→ EXERCISE AIM
Pick out each line in the listing below that contains the word "cloud" and copy those lines unchanged.

=====

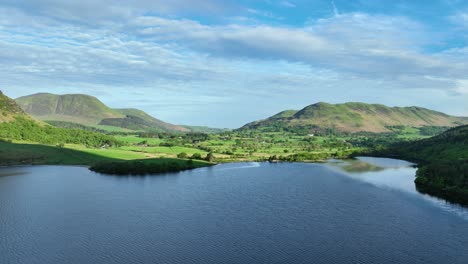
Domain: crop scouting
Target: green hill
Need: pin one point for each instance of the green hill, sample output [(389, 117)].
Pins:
[(354, 117), (77, 108), (89, 111), (9, 110), (443, 163), (139, 120)]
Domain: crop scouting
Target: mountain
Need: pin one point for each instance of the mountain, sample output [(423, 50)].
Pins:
[(205, 129), (443, 163), (9, 110), (139, 120), (89, 111), (354, 117), (77, 108)]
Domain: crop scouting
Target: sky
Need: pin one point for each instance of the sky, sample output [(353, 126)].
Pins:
[(227, 63)]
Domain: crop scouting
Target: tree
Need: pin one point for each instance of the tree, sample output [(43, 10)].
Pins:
[(196, 156), (210, 157), (182, 155)]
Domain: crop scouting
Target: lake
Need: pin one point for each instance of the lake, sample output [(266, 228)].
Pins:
[(364, 211)]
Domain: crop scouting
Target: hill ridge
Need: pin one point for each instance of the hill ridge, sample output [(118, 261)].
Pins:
[(90, 111), (354, 117)]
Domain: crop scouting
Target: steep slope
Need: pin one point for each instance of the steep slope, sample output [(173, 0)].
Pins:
[(150, 121), (89, 111), (77, 108), (355, 117), (9, 110), (443, 163)]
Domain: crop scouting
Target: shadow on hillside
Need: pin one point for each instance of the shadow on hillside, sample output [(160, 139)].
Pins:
[(34, 154)]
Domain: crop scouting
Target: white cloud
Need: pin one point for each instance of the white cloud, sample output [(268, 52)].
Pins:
[(287, 4), (183, 66)]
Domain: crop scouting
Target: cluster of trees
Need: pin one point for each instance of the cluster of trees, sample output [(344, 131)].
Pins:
[(310, 156), (142, 167), (443, 163), (446, 179), (197, 156), (28, 130), (64, 124)]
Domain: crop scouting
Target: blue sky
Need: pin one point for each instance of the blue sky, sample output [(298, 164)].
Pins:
[(226, 63)]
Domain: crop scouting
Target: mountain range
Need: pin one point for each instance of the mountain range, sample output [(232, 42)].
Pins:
[(354, 117), (89, 111), (348, 117)]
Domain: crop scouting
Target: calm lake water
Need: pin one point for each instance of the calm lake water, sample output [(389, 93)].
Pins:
[(364, 211)]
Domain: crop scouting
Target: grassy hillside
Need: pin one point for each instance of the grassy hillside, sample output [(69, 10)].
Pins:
[(89, 111), (443, 163), (204, 129), (9, 110), (139, 120), (77, 108), (354, 117)]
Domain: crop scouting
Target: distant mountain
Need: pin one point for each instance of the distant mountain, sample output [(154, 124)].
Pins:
[(139, 120), (9, 109), (205, 129), (443, 163), (89, 111), (354, 117)]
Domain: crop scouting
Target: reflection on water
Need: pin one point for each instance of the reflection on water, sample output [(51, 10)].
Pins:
[(392, 174), (229, 213)]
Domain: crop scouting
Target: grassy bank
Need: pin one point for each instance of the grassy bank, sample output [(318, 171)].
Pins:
[(147, 166), (110, 161)]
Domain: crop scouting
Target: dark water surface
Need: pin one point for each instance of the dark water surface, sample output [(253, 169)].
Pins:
[(364, 211)]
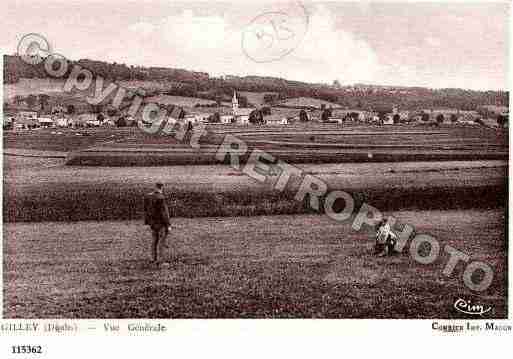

=====

→ RESULT OF THE EXERCISE
Target: white cloud
Need: pin one point for each instance of the white cloud, sample output [(268, 52)].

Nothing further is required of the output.